▶ **Task instructions**: Print every entry exactly as written.

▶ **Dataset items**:

========

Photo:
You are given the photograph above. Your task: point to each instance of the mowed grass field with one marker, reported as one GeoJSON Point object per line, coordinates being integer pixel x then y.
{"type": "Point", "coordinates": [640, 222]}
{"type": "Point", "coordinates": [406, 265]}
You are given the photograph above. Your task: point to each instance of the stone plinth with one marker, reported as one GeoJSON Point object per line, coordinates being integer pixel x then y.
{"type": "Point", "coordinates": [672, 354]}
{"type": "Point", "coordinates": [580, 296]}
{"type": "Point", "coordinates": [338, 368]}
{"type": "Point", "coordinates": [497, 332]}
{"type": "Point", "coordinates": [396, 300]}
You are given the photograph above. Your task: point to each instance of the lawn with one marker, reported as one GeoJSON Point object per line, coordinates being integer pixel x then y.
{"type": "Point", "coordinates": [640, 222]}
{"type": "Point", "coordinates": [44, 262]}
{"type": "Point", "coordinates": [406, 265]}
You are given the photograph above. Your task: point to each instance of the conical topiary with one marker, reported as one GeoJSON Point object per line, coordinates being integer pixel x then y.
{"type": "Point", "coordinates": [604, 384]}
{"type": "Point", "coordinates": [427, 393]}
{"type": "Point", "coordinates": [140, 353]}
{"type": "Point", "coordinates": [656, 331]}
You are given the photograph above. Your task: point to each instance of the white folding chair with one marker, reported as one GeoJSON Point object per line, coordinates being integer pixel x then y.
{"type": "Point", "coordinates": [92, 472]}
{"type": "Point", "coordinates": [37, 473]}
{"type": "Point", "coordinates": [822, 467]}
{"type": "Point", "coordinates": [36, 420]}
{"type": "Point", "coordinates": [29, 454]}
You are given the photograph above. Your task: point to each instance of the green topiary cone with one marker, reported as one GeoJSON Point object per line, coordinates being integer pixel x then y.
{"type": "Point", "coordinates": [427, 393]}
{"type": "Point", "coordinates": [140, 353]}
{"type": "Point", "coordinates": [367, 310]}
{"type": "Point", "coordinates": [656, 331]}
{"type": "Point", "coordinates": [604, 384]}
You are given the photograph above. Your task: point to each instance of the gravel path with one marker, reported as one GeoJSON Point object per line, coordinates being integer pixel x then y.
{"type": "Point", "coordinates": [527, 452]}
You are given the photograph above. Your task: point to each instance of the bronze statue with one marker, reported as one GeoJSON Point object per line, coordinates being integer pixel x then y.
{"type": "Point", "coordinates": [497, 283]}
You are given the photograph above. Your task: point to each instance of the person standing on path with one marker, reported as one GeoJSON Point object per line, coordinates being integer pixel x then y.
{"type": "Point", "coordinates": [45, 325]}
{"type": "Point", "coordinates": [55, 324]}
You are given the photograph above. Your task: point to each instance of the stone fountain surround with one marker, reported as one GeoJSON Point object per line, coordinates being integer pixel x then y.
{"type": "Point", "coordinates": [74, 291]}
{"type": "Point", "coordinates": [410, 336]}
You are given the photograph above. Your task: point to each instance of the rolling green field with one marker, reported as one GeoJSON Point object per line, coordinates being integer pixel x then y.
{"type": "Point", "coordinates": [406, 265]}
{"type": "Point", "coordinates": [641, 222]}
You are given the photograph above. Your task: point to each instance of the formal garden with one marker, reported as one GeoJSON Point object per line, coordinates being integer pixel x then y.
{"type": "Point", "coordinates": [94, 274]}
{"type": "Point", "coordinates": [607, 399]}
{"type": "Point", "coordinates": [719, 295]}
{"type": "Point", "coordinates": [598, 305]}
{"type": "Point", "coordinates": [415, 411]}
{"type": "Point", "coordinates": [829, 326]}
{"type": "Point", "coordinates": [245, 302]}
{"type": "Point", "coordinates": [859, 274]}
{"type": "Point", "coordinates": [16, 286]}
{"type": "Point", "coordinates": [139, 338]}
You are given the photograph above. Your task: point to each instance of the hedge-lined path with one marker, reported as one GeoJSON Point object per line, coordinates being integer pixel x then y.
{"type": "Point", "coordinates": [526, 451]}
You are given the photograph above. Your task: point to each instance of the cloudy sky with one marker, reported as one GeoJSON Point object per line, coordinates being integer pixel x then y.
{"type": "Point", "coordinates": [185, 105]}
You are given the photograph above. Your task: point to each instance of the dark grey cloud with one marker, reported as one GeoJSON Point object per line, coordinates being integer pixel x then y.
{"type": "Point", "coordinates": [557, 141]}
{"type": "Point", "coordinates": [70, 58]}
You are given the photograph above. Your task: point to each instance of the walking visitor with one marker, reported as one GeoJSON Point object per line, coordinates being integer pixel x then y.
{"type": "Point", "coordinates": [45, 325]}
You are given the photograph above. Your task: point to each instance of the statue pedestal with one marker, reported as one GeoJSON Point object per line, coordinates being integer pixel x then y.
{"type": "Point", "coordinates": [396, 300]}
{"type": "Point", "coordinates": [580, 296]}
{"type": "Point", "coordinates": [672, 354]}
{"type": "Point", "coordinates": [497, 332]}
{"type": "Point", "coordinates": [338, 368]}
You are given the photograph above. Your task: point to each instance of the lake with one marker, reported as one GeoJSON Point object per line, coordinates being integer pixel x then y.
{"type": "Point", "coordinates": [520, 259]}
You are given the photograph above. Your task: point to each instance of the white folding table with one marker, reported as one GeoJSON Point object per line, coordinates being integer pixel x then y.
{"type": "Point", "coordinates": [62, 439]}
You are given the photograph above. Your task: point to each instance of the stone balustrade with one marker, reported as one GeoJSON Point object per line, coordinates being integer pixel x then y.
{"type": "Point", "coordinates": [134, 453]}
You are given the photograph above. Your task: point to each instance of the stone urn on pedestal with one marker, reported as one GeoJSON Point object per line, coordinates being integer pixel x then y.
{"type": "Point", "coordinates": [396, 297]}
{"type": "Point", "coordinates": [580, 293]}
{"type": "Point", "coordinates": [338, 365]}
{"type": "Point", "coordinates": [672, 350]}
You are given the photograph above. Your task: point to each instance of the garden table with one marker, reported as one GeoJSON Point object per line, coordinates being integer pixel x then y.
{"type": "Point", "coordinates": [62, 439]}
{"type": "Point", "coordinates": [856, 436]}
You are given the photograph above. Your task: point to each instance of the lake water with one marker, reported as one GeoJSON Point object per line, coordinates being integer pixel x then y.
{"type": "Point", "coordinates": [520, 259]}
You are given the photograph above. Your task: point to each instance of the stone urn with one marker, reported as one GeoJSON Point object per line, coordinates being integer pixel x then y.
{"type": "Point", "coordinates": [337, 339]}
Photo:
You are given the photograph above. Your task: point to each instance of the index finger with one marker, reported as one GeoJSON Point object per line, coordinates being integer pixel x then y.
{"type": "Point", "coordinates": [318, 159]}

========

▶ **Response below**:
Photo:
You are given the photograph above. Your task: point to each instance of the mowed grass field with one marker, reported as one GeoJSON Point object per line, coordinates being integer pixel x then y.
{"type": "Point", "coordinates": [640, 222]}
{"type": "Point", "coordinates": [406, 265]}
You are given the photograph above. Your task: point to each instance of the stone plinth with one marker, reported as one GeoJSON Point object per line, coordinates being integer pixel x then y.
{"type": "Point", "coordinates": [672, 354]}
{"type": "Point", "coordinates": [580, 296]}
{"type": "Point", "coordinates": [338, 368]}
{"type": "Point", "coordinates": [497, 332]}
{"type": "Point", "coordinates": [396, 300]}
You are given the photograph above. Your task: point to each instance of the lawn with one marker, reported as one GeoJSON Point object per line, coordinates being integer pixel x then y.
{"type": "Point", "coordinates": [640, 222]}
{"type": "Point", "coordinates": [44, 262]}
{"type": "Point", "coordinates": [406, 265]}
You are given the photograph above. Your task: point to each instance of the conical topiary with one marker, reported as one GeoJSON Point object per line, coordinates being integer pixel x then y.
{"type": "Point", "coordinates": [604, 384]}
{"type": "Point", "coordinates": [427, 393]}
{"type": "Point", "coordinates": [140, 353]}
{"type": "Point", "coordinates": [656, 331]}
You are given the photograph above. Your task: point to each instance of the white folding chair with one marker, reported as one GeoJSON Point object per line, coordinates being integer pixel x then y.
{"type": "Point", "coordinates": [92, 472]}
{"type": "Point", "coordinates": [37, 473]}
{"type": "Point", "coordinates": [822, 467]}
{"type": "Point", "coordinates": [36, 420]}
{"type": "Point", "coordinates": [29, 454]}
You are given the photograph above. Your task: point to each instance of the green topiary cone with one marker, reported as one GeoJSON Point object per line, coordinates being integer pixel x then y.
{"type": "Point", "coordinates": [427, 393]}
{"type": "Point", "coordinates": [140, 353]}
{"type": "Point", "coordinates": [367, 310]}
{"type": "Point", "coordinates": [656, 331]}
{"type": "Point", "coordinates": [604, 384]}
You are given the photograph above. Your task: point to each instance of the gravel path with one marker, reported as one GeoJSON Point object per line, coordinates being integer pixel x then y.
{"type": "Point", "coordinates": [527, 452]}
You are given the photograph above. Your task: point to each instance of the bronze statue with one marker, reported as one GeoJSON Point object per line, coordinates being integer pixel x then y.
{"type": "Point", "coordinates": [497, 283]}
You are given the photograph above. Your task: point to each instance of the person standing on path with one marker, reported as one GeoJSON Point object per line, coordinates being integer pixel x then y.
{"type": "Point", "coordinates": [45, 325]}
{"type": "Point", "coordinates": [55, 324]}
You are given the photograph above. Your task: point to each instance of the stone fountain surround with one marker, reported as one GeoJSON Point object per line, coordinates being integer pixel x then y.
{"type": "Point", "coordinates": [74, 291]}
{"type": "Point", "coordinates": [410, 336]}
You are given the photograph above. Your task: point to each instance of the rolling green field with one marker, reported as one GeoJSON Point object per line, coordinates being integer pixel x then y.
{"type": "Point", "coordinates": [406, 265]}
{"type": "Point", "coordinates": [641, 222]}
You are given the photograph above. Your task: point to each instance of the formal garden with one marker, reported as one GeoJSON Point object per line, coordinates being integer pixel x then y.
{"type": "Point", "coordinates": [94, 274]}
{"type": "Point", "coordinates": [607, 399]}
{"type": "Point", "coordinates": [719, 295]}
{"type": "Point", "coordinates": [598, 305]}
{"type": "Point", "coordinates": [415, 411]}
{"type": "Point", "coordinates": [829, 326]}
{"type": "Point", "coordinates": [245, 302]}
{"type": "Point", "coordinates": [859, 274]}
{"type": "Point", "coordinates": [16, 286]}
{"type": "Point", "coordinates": [139, 338]}
You are given the photograph above. Your task: point to each instance of the hedge-lined path with one marker, reported as one GeoJSON Point object per line, coordinates being integer pixel x then y.
{"type": "Point", "coordinates": [526, 451]}
You are given the photograph above. Your task: point to each instance of the cloudy sky with one marker, reported as one GeoJSON Point object per line, coordinates being integer pixel x then y.
{"type": "Point", "coordinates": [185, 105]}
You are given the photograph above. Your task: point to each instance of the dark grey cloud with one marker, reported as one GeoJSON Point object per line, coordinates being integer pixel x then y.
{"type": "Point", "coordinates": [557, 141]}
{"type": "Point", "coordinates": [70, 58]}
You are given the photograph above. Your task: point to each instance of the walking visitor with one marker, reported as one GeoJSON Point object per line, coordinates being integer pixel x then y.
{"type": "Point", "coordinates": [45, 325]}
You are given the photograph above. Your task: point to each instance of the statue pedestal with one marker, reported as one GeoJSON Point object per line, coordinates being integer pixel x then y.
{"type": "Point", "coordinates": [396, 300]}
{"type": "Point", "coordinates": [580, 296]}
{"type": "Point", "coordinates": [672, 354]}
{"type": "Point", "coordinates": [497, 332]}
{"type": "Point", "coordinates": [338, 368]}
You are given the photograph above. Your task: point to each instance of the lake with one marker, reported as one GeoJSON Point object per line, coordinates being integer pixel x then y.
{"type": "Point", "coordinates": [520, 259]}
You are given the photograph above. Your task: point to each instance of the white folding table with one marker, reported as one GeoJSON Point object per line, coordinates being integer pixel x then y.
{"type": "Point", "coordinates": [62, 439]}
You are given the photograph above. Your task: point to each instance of the stone balustrade with one marker, reported as one GeoJSON Point object per line, coordinates being integer pixel x then y.
{"type": "Point", "coordinates": [134, 453]}
You are given the photograph above. Your task: point to each instance of the stone urn on pedestal with one marker, reported as one GeoJSON Point object per line, coordinates being integer pixel x then y.
{"type": "Point", "coordinates": [396, 297]}
{"type": "Point", "coordinates": [580, 293]}
{"type": "Point", "coordinates": [338, 365]}
{"type": "Point", "coordinates": [672, 350]}
You are given the photograph above. Your task: point to each instance of the garden table with one marker, reported as one GeoJSON Point object per line, coordinates being integer pixel x then y.
{"type": "Point", "coordinates": [62, 439]}
{"type": "Point", "coordinates": [856, 436]}
You are given the photograph above. Your task: point to each instance of the lake water with one marker, reported as one GeoJSON Point object per line, coordinates being integer pixel x then y.
{"type": "Point", "coordinates": [520, 259]}
You are given the photograph above. Your task: point to each instance of the stone urn with one marker, reported as one GeoJSON Point object per line, coordinates being integer pixel x then y.
{"type": "Point", "coordinates": [337, 339]}
Photo:
You are given the photograph above. Your task: point to each instance of the index finger with one marker, reported as one GeoJSON Point object per line, coordinates being integer pixel x then y.
{"type": "Point", "coordinates": [318, 159]}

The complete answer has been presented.